Every record below must be returned exactly as it was received.
(Material to process)
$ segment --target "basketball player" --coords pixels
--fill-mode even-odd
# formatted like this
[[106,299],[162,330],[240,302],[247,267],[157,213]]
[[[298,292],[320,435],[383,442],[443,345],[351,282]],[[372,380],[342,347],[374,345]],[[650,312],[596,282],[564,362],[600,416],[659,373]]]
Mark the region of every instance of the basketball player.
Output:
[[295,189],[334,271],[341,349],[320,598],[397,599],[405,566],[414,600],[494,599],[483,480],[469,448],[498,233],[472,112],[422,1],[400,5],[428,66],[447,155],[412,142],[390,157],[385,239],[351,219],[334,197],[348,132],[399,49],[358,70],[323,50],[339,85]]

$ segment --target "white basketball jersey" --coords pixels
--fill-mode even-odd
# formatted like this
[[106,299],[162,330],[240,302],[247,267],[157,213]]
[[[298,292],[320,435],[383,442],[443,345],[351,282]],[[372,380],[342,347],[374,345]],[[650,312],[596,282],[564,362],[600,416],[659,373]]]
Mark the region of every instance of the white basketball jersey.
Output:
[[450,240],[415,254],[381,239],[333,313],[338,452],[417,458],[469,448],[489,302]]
(End Material to process)
▶ Result below:
$ segment --target "basketball player" --coords pixels
--fill-mode even-odd
# formatted like this
[[106,299],[162,330],[240,302],[247,267],[157,213]]
[[[298,292],[320,435],[383,442],[443,345],[351,282]],[[372,380],[342,347],[374,345]],[[650,312],[596,282],[564,362],[600,416],[659,373]]]
Mark the region of every instance of the basketball player.
Output:
[[295,189],[334,271],[341,349],[320,598],[397,599],[405,566],[414,600],[494,599],[483,480],[469,448],[498,233],[472,112],[422,1],[400,5],[428,66],[447,155],[412,142],[390,157],[385,239],[351,219],[334,197],[348,132],[399,49],[358,70],[323,50],[339,85]]

$ segment --target "white basketball jersey" --coords pixels
--fill-mode even-odd
# formatted like this
[[106,299],[162,330],[240,302],[247,267],[157,213]]
[[[298,292],[320,435],[383,442],[443,345],[351,282]],[[372,380],[342,347],[374,345]],[[650,312],[596,282],[564,362],[600,416],[659,373]]]
Mark the region of every instance of the white basketball jersey.
Output:
[[450,240],[415,254],[381,239],[333,313],[338,452],[417,458],[469,448],[489,302]]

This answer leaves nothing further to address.